[start Document section]

3 Other IFRSs set out the recognition, measurement and disclosure requirements for specific transactions and
other events.
4 This Standard does not apply to the structure and content of condensed interim financial statements prepared
in accordance with IAS 34 Interim Financial Reporting. However, paragraphs 15–35 apply to such financial
statements. This Standard applies equally to all entities, including those that present consolidated financial
statements and those that present separate financial statements as defined in IAS 27 Consolidated and
Separate Financial Statements.
5 This Standard uses terminology that is suitable for profit-oriented entities, including public sector business
entities. If entities with not-for-profit activities in the private sector or the public sector apply this Standard,
they may need to amend the descriptions used for particular line items in the financial statements and for the
financial statements themselves.
6 Similarly, entities that do not have equity as defined in IAS 32 Financial Instruments: Presentation (eg
some mutual funds) and entities whose share capital is not equity (eg some co-operative entities) may need
to adapt the financial statement presentation of members’ or unitholders’ interests.
Definitions
7 The following terms are used in this Standard with the meanings specified:
General purpose financial statements (referred to as ‘financial statements’) are those intended to meet
the needs of users who are not in a position to require an entity to prepare reports tailored to their
particular information needs.
Impracticable Applying a requirement is impracticable when the entity cannot apply it after making
every reasonable effort to do so.
International Financial Reporting Standards (IFRSs) are Standards and Interpretations adopted by
the International Accounting Standards Board (IASB). They comprise:
(a) International Financial Reporting Standards;
(b) International Accounting Standards; and
(c) Interpretations developed by the International Financial Reporting Interpretations
Committee (IFRIC) or the former Standing Interpretations Committee (SIC).
EC staff consolidated version as of 18 February 2011
FOR INFORMATION PURPOSES ONLY
2
Material Omissions or misstatements of items are material if they could, individually or collectively,
influence the economic decisions that users make on the basis of the financial statements. Materiality
depends on the size and nature of the omission or misstatement judged in the surrounding
circumstances. The size or nature of the item, or a combination of both, could be the determining
factor.

[end Document section]
[start Stored rows]

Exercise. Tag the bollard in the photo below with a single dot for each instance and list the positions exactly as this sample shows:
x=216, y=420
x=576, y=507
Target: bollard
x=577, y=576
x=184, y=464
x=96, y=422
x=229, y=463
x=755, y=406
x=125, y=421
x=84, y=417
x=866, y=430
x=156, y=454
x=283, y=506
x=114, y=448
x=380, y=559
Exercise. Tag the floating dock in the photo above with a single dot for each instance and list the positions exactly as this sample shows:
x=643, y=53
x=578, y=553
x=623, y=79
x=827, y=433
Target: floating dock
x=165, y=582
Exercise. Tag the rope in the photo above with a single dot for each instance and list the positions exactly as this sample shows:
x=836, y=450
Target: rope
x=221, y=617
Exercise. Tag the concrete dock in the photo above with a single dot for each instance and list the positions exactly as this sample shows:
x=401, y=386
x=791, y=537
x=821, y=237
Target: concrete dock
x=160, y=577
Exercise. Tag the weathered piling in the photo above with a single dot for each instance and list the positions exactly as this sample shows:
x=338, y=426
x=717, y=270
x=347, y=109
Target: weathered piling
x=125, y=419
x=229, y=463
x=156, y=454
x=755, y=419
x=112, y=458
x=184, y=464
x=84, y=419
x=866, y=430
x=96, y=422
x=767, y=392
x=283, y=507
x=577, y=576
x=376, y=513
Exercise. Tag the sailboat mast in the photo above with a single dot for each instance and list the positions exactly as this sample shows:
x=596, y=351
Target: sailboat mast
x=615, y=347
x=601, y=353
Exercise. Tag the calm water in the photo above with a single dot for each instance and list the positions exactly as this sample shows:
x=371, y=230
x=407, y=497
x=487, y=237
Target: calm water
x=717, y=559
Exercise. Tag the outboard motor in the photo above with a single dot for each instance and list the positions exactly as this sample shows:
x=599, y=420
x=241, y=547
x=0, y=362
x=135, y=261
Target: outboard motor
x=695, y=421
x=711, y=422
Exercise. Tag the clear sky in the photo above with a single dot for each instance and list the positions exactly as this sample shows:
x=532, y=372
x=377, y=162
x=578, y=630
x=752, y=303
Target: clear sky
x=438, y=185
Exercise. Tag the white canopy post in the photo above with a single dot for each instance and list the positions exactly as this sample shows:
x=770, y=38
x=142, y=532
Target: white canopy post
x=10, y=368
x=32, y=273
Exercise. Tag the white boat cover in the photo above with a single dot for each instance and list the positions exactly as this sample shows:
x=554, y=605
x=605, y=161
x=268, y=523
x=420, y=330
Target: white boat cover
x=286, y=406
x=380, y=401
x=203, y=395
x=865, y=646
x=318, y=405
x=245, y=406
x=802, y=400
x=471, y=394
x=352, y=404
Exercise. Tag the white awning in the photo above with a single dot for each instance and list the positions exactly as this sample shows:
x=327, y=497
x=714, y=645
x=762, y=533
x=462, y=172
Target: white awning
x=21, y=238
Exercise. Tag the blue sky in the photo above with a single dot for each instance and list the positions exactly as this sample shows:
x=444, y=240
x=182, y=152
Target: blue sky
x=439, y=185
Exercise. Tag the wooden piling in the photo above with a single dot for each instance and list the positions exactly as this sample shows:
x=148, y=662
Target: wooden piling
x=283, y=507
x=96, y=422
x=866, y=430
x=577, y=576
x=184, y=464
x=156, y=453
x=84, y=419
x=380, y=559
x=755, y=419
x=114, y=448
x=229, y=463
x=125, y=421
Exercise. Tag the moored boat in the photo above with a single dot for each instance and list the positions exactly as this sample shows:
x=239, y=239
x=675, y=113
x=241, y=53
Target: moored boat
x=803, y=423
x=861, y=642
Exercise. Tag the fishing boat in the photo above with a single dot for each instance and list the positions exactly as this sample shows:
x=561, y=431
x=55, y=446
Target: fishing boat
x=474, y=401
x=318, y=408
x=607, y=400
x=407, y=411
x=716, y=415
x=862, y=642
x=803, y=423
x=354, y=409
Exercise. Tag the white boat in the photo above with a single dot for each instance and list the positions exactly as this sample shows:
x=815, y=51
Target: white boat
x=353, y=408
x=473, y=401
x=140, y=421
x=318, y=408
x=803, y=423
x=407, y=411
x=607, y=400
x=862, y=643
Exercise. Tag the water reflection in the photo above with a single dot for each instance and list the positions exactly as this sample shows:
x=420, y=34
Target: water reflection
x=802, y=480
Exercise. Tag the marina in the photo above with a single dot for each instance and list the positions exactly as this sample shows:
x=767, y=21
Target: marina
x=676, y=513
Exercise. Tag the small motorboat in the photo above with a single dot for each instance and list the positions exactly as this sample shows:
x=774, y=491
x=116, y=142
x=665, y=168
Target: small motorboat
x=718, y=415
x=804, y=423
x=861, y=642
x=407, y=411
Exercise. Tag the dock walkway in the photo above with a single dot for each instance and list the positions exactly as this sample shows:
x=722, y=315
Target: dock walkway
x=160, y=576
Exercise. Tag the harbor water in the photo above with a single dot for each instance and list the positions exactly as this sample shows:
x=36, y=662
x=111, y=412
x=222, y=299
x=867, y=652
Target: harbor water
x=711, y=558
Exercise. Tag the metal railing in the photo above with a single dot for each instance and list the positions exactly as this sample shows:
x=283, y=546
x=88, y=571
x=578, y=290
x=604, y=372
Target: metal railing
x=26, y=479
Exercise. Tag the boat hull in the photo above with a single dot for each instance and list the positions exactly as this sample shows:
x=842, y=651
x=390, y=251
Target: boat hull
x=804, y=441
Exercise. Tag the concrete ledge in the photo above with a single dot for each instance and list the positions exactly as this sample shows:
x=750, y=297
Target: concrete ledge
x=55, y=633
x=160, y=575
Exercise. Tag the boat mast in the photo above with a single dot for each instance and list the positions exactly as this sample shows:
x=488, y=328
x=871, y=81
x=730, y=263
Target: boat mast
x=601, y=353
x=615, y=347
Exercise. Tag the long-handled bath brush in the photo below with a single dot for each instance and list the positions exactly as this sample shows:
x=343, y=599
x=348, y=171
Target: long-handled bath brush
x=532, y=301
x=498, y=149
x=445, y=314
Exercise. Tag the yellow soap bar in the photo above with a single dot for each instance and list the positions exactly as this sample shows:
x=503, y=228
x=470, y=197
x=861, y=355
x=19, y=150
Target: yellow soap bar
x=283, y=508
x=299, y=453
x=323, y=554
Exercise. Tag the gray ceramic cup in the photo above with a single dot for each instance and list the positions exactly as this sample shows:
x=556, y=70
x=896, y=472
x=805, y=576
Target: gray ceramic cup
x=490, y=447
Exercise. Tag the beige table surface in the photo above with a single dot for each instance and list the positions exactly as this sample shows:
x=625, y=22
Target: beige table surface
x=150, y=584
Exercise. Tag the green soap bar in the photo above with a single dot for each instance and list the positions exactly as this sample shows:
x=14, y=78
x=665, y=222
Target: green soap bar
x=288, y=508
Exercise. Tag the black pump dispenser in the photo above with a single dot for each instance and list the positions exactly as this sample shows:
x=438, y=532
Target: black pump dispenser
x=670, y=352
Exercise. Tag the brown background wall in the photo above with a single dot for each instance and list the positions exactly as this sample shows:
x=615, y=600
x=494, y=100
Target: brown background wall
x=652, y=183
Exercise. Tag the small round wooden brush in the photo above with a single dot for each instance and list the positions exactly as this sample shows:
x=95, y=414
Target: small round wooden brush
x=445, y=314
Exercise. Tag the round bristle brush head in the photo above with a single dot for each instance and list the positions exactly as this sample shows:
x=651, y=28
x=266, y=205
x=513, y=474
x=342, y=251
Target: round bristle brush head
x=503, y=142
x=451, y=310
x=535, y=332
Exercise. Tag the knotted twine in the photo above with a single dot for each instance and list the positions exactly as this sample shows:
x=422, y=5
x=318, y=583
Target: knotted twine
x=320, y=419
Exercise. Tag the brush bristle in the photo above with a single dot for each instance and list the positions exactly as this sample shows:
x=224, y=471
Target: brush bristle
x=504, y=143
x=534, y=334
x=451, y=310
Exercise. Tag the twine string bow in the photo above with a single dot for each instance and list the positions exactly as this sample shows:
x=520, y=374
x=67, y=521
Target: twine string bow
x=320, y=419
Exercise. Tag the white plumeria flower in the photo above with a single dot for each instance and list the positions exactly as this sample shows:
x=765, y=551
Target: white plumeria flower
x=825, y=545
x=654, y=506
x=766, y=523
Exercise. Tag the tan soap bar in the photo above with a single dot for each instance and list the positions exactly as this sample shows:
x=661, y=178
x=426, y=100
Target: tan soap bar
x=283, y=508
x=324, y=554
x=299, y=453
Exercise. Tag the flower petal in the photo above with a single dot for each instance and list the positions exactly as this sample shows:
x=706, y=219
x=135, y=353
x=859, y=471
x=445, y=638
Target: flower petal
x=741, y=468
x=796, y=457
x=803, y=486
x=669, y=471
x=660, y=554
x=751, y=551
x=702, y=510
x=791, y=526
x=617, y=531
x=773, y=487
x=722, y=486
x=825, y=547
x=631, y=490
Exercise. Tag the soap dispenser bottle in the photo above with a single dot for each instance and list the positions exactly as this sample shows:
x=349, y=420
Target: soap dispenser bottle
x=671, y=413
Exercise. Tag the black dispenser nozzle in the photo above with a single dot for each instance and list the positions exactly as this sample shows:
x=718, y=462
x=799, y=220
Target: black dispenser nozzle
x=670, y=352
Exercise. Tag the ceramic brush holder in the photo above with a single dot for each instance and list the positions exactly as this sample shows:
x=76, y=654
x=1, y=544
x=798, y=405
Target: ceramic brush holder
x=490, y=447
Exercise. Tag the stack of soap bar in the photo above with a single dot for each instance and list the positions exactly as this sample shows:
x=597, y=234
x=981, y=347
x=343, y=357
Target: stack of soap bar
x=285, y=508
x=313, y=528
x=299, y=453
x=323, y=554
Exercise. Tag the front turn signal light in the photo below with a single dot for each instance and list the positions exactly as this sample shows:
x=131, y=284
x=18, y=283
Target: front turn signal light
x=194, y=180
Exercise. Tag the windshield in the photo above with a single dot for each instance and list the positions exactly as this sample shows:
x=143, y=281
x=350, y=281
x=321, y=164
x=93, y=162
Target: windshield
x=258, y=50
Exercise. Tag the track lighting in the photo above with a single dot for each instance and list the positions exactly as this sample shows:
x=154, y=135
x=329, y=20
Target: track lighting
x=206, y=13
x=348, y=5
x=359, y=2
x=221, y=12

[end Stored rows]

Goal - According to the accounting standard excerpt, when is applying a requirement impracticable? The records come from a separate source.

Output for this task - When the entity cannot apply it after making every reasonable effort to do so.